Material supplied

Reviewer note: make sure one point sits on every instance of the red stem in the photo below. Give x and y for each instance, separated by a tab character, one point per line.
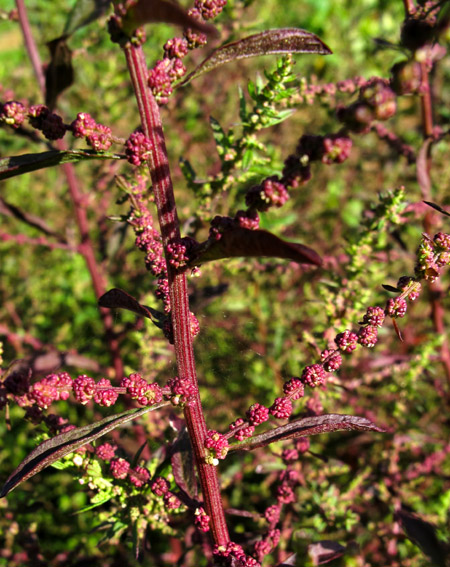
167	214
437	291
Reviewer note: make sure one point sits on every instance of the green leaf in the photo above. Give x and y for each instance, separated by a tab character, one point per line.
270	42
243	242
18	165
307	426
58	447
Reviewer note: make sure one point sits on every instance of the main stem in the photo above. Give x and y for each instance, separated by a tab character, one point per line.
181	321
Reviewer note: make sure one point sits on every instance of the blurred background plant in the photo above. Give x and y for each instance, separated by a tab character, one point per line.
262	320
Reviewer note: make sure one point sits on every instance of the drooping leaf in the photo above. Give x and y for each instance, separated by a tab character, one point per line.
243	242
390	288
58	447
18	165
423	534
325	551
437	208
118	299
307	426
59	73
270	42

Stated task
Print every record above exactly as written, leaving out the pictures.

Finished exercise
Reviewer note: make sure one point sits on every instance of the red stem in the photo below. Give x and y for each instance, separated by a tab character, one point per line.
167	214
437	291
Reviewer note: make sure one point sits on every instance of the green leaf in the photo above. Give x and y for each instance, separated by a tab character, one point per line.
270	42
243	242
18	165
307	426
58	447
Reviewer note: make sure one point sits on every instance of the main stem in the photo above. Give x and y for each instance, separated by a tab character, one point per line.
181	321
Reviewer note: make sure one point sits on every instance of the blurred background plant in the photo above. Give x and y for each instance, separated by a tab character, one point per line.
262	320
Reviewer note: make sure one point sits on every instance of the drooping leaf in the photo above. Give x and y for each instance, separated by a tab character, one point per line.
243	242
390	288
58	447
18	165
423	534
325	551
437	208
118	299
307	426
59	73
270	42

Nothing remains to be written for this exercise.